*To do*. Reproduce the entries below word for word, starting at the beginning of the entries and ending at the line that contains "(699, 1002)". Leave the pictures out of your copy.

*Material for this exercise*.

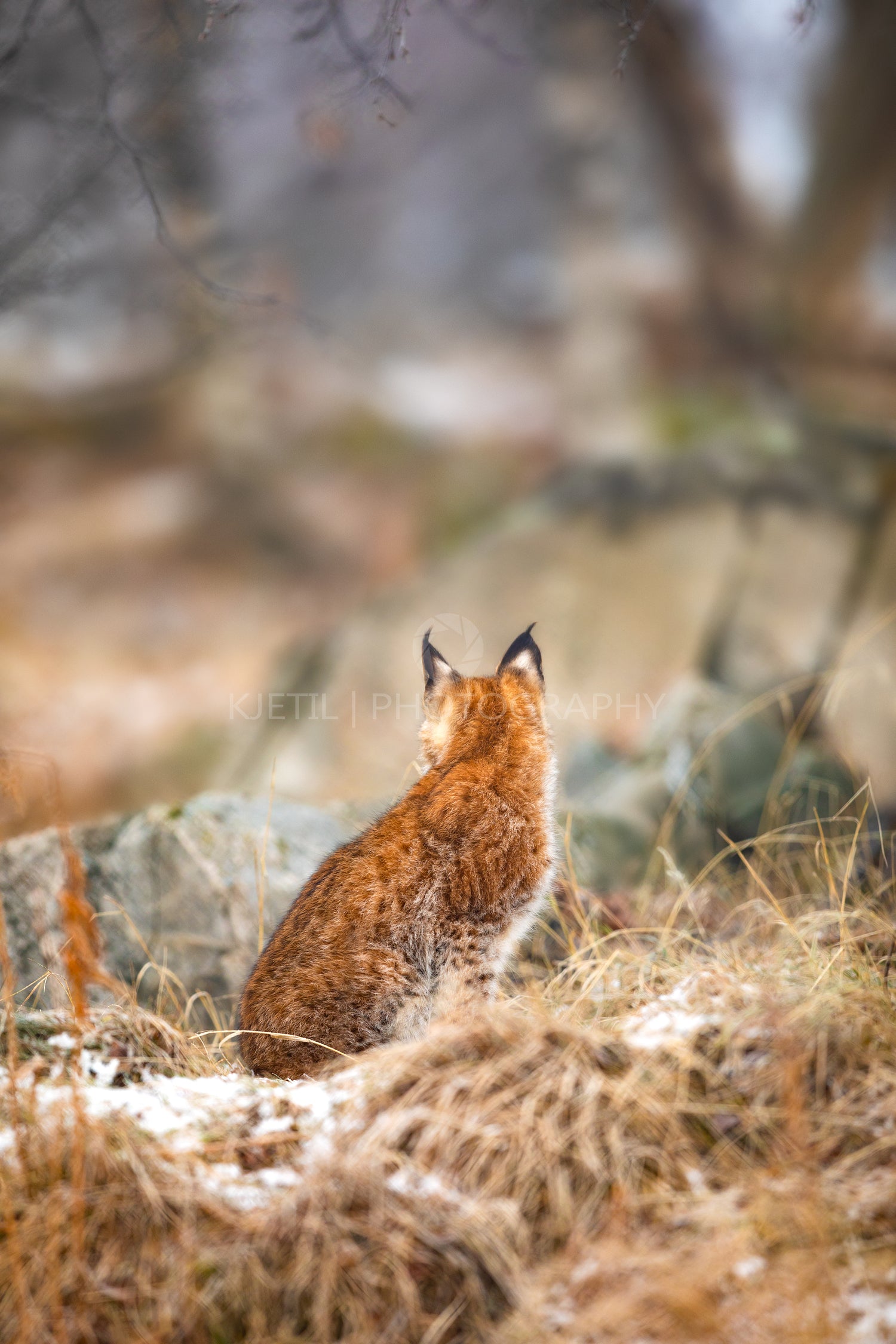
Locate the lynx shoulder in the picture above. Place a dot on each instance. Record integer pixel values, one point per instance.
(417, 917)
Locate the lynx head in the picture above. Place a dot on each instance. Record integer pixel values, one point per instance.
(471, 714)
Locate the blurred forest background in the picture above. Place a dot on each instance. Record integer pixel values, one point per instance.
(324, 320)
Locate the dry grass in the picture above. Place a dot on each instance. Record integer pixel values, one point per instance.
(686, 1132)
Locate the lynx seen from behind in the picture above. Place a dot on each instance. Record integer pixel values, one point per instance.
(417, 917)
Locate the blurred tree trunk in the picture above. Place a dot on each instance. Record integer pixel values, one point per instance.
(718, 222)
(854, 168)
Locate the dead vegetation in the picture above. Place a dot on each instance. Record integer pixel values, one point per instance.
(673, 1136)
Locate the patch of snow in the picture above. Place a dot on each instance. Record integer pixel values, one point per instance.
(62, 1041)
(182, 1115)
(673, 1018)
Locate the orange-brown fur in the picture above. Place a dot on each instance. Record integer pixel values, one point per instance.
(417, 916)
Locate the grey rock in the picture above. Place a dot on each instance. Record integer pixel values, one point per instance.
(176, 889)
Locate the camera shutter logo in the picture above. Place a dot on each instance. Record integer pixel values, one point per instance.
(468, 663)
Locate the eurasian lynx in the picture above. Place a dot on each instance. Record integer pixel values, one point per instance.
(417, 917)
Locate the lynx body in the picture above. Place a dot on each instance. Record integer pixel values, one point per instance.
(417, 917)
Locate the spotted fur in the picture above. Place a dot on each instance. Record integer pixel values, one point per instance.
(417, 917)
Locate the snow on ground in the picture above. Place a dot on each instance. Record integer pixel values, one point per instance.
(197, 1121)
(699, 1002)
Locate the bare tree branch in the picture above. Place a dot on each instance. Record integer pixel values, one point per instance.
(137, 162)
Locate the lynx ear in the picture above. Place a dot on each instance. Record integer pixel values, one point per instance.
(523, 656)
(437, 670)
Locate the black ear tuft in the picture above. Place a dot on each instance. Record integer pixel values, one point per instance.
(435, 667)
(523, 656)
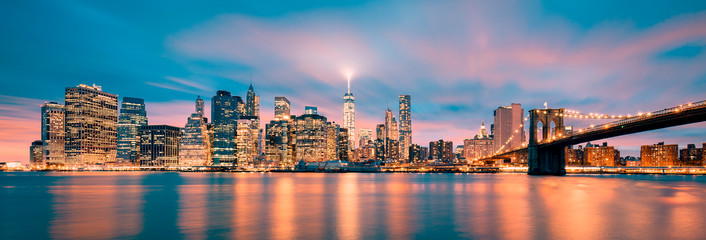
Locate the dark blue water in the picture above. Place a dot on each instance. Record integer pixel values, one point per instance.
(144, 205)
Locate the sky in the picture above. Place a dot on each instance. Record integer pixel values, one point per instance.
(459, 60)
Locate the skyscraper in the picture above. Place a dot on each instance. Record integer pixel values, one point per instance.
(282, 107)
(311, 136)
(91, 125)
(225, 115)
(35, 153)
(405, 125)
(53, 133)
(508, 119)
(349, 115)
(159, 145)
(195, 145)
(132, 117)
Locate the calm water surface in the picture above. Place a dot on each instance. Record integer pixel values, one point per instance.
(144, 205)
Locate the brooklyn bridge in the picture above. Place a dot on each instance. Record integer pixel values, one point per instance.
(548, 137)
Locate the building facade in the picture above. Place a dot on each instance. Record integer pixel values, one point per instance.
(405, 102)
(508, 119)
(91, 125)
(349, 115)
(659, 155)
(225, 112)
(53, 133)
(478, 147)
(159, 145)
(311, 136)
(132, 117)
(195, 145)
(36, 157)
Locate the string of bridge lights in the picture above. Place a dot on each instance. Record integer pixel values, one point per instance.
(573, 114)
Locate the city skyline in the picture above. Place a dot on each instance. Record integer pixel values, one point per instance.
(451, 98)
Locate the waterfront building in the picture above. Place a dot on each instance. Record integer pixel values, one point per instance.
(159, 145)
(332, 131)
(691, 156)
(132, 117)
(441, 150)
(36, 157)
(508, 119)
(349, 115)
(601, 155)
(225, 115)
(364, 136)
(414, 154)
(405, 133)
(574, 156)
(344, 151)
(659, 155)
(53, 133)
(480, 146)
(195, 145)
(311, 110)
(391, 137)
(311, 136)
(91, 125)
(279, 142)
(282, 107)
(245, 138)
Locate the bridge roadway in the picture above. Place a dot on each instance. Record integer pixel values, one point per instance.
(670, 117)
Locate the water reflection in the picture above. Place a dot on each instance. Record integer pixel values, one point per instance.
(349, 206)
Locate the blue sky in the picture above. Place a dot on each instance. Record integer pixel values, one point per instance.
(458, 59)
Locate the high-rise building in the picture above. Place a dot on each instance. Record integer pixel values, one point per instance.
(659, 155)
(311, 136)
(280, 143)
(332, 130)
(364, 135)
(36, 157)
(349, 115)
(132, 116)
(405, 125)
(245, 141)
(53, 133)
(343, 145)
(282, 107)
(478, 147)
(601, 155)
(91, 125)
(691, 156)
(441, 150)
(391, 137)
(159, 145)
(225, 114)
(508, 119)
(195, 145)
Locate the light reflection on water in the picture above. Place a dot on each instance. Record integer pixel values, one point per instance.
(147, 205)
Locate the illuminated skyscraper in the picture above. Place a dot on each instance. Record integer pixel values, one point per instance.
(311, 136)
(195, 146)
(405, 126)
(282, 107)
(35, 153)
(349, 115)
(159, 145)
(225, 115)
(132, 117)
(507, 120)
(659, 155)
(53, 133)
(91, 125)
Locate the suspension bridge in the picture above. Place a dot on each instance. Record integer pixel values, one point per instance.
(545, 156)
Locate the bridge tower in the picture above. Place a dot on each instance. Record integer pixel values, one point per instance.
(544, 160)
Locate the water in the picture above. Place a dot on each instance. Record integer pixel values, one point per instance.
(155, 205)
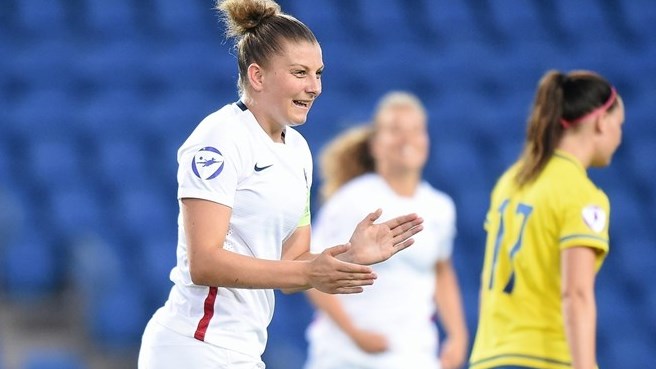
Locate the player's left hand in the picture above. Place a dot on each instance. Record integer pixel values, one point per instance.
(373, 243)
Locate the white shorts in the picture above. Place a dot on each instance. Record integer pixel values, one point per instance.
(163, 348)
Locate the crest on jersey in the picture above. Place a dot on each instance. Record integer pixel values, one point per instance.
(208, 163)
(594, 217)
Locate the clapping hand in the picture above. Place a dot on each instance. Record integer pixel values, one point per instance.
(374, 243)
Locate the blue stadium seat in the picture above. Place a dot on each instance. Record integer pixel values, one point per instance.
(124, 161)
(454, 21)
(41, 19)
(41, 113)
(76, 210)
(194, 65)
(176, 114)
(628, 218)
(186, 19)
(111, 113)
(55, 162)
(640, 16)
(111, 20)
(30, 266)
(114, 64)
(638, 151)
(117, 317)
(322, 23)
(53, 358)
(456, 165)
(519, 21)
(585, 21)
(144, 210)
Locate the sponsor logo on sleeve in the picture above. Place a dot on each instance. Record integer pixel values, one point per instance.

*Answer in full*.
Locate the lynx shoulder in the picture above. Place a dot on each instance. Record integer pixel values, one point per instance.
(417, 917)
Locate the lynx head in the picture above. Place a dot on each instance. Record integer pixel values, one point per instance.
(471, 714)
Locate the blurred forest background in the picture above. Place a dot on each instance. Record integer pixel values, one point per instance.
(324, 320)
Locate the dry grass in the picture above. Place a dot on each instance. Record integer pixel values, one point per instance.
(686, 1132)
Locate the lynx seen from behind in the picture above. Place a dot on each instance. Record integer pixel values, one point per instance.
(417, 917)
Locate the blurred tree trunk in the picture above. Place a dot on each instance. Record integer pixel values, one point per instance.
(718, 222)
(854, 168)
Locate the dead vegetation in the picture above. Place a dot on each instance. Record integer pixel values, one point per instance.
(673, 1136)
Locate the patch of snow in the picture above. Place a dot on each instance. Record integer pixel values, one point per instance.
(62, 1041)
(182, 1115)
(673, 1018)
Locate the orange-brown fur in the picture above. Place a dot on each instance. Record integer pixel values, one point per instance.
(417, 916)
Locate the grey rock in the picture above. Place a dot on each instance. Record integer pixel values, one point per instance.
(176, 889)
Locate the camera shutter logo in the picture above. Place a dot on each instance. Record integer pixel values, one point per instance.
(468, 663)
Locate the eurasian lynx in the picture above. Place a dot on each instance. Record integer pixel values, one point per instance.
(417, 917)
Locate the lynx body in the picture above. Place a dot on each instance. Record integer pixel values, one point per instance.
(417, 917)
Locate the spotted fur in the picture above. Place a dot on each instance. Record integer pixel values, one point per instance.
(417, 917)
Locate the snow on ground in the picture above. Place a dot on each instance. Record integer pixel values, one point per instance.
(197, 1121)
(699, 1002)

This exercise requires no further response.